Created attachment 300895 [details] attachment-31105-0.html Take it to the list. As far as I can tell, this report isn't real, and I am pretty unhappy with how you're handling this. On Fri, May 6, 2022, 5:55 AM <bugzilla-daemon@kernel.org> wrote: > https://bugzilla.kernel.org/show_bug.cgi?id=215679 > > --- Comment #8 from The Linux kernel's regression tracker (Thorsten > Leemhuis) (regressions@leemhuis.info) --- > Imre, I pretty unhappy how the maintainers handle this report. Sorry, > things > shouldn't take this long for a bisected regression. But before escalating > the > problem further, could you please confirm that the regression is still > present > in latest mainline, aka 5.18-rc5 or later? > > -- > You may reply to this email to add a comment. > > You are receiving this mail because: > You are on the CC list for the bug. > You are watching the assignee of the bug.
(In reply to keith.busch from comment #9) > Take it to the list. Sorry, now I'm confused. Take if *off* the list or tracked regression reports? Or take it to the mailing list for discussion? But the latter would make sense if this is true: > As far as I can tell, this report isn't real, So I assume it's the former. A quick explanation on why you think this report isn't real (just a few words) would have been good (or is this somewhere mentioned in this bug report? sorry, then I missed it and can't see it now), but FWIW, if Imre wouldn't have replied I'd like have dropped the ball myself. > and I am pretty unhappy with how you're handling this. Why? From my point it looks a lot like this is a regression that is not handled appropriately. If there is a reason why this report is bogus then sorry, I just missed it.

☆ ☆ ☆

*DIRECTIONS*
Rewrite everything in the kernel bug thread from "Created attachment 300895" down to "of the bug.", putting "developers" in place of "maintainers".

*INFORMATION PROVIDED*
☆ ☆ ☆

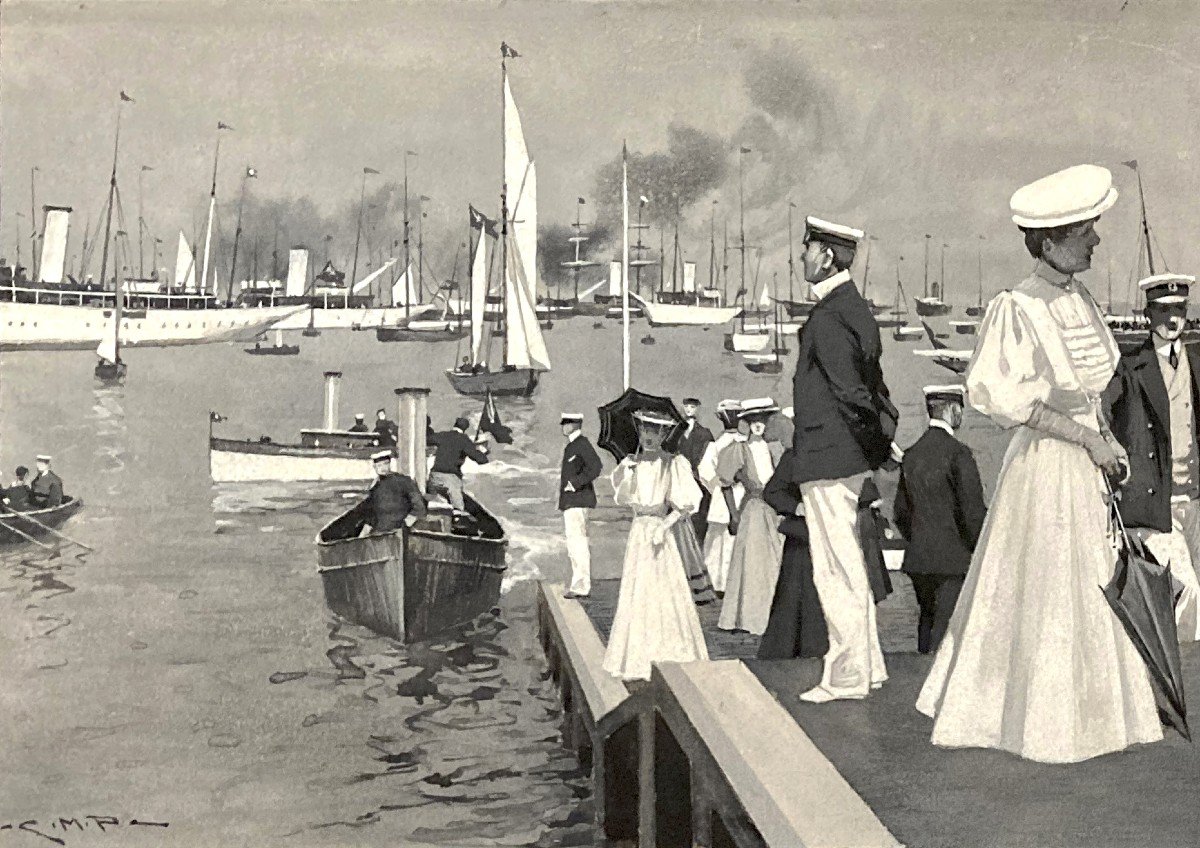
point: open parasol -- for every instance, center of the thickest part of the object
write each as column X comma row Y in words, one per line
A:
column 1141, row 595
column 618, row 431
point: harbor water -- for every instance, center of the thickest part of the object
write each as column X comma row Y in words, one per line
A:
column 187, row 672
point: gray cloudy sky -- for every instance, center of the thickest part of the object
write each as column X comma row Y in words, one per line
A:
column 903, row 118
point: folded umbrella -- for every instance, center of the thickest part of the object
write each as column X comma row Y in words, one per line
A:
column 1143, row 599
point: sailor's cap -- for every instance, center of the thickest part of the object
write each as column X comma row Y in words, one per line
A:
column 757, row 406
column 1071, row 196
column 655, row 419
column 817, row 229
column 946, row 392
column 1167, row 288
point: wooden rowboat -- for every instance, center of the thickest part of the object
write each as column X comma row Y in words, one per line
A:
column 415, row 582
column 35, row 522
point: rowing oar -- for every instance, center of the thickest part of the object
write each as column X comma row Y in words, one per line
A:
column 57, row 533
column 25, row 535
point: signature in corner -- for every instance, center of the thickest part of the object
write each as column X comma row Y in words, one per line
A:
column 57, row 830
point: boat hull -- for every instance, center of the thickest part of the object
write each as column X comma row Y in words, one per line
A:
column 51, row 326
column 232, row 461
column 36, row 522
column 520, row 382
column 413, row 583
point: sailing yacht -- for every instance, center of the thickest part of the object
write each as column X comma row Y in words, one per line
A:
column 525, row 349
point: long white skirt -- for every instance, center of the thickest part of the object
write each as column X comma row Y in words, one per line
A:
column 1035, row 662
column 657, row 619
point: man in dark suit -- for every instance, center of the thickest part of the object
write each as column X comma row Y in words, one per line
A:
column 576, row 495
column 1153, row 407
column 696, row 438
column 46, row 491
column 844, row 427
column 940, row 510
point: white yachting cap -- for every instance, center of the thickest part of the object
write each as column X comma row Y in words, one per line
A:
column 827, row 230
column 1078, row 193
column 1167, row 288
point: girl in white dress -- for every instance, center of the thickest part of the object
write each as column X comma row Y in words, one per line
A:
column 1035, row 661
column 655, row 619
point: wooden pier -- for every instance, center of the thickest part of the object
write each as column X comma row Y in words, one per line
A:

☆ ☆ ☆

*SOLUTION BELOW*
Created attachment 300895 [details] attachment-31105-0.html Take it to the list. As far as I can tell, this report isn't real, and I am pretty unhappy with how you're handling this. On Fri, May 6, 2022, 5:55 AM <bugzilla-daemon@kernel.org> wrote: > https://bugzilla.kernel.org/show_bug.cgi?id=215679 > > --- Comment #8 from The Linux kernel's regression tracker (Thorsten > Leemhuis) (regressions@leemhuis.info) --- > Imre, I pretty unhappy how the developers handle this report. Sorry, > things > shouldn't take this long for a bisected regression. But before escalating > the > problem further, could you please confirm that the regression is still > present > in latest mainline, aka 5.18-rc5 or later? > > -- > You may reply to this email to add a comment. > > You are receiving this mail because: > You are on the CC list for the bug. > You are watching the assignee of the bug.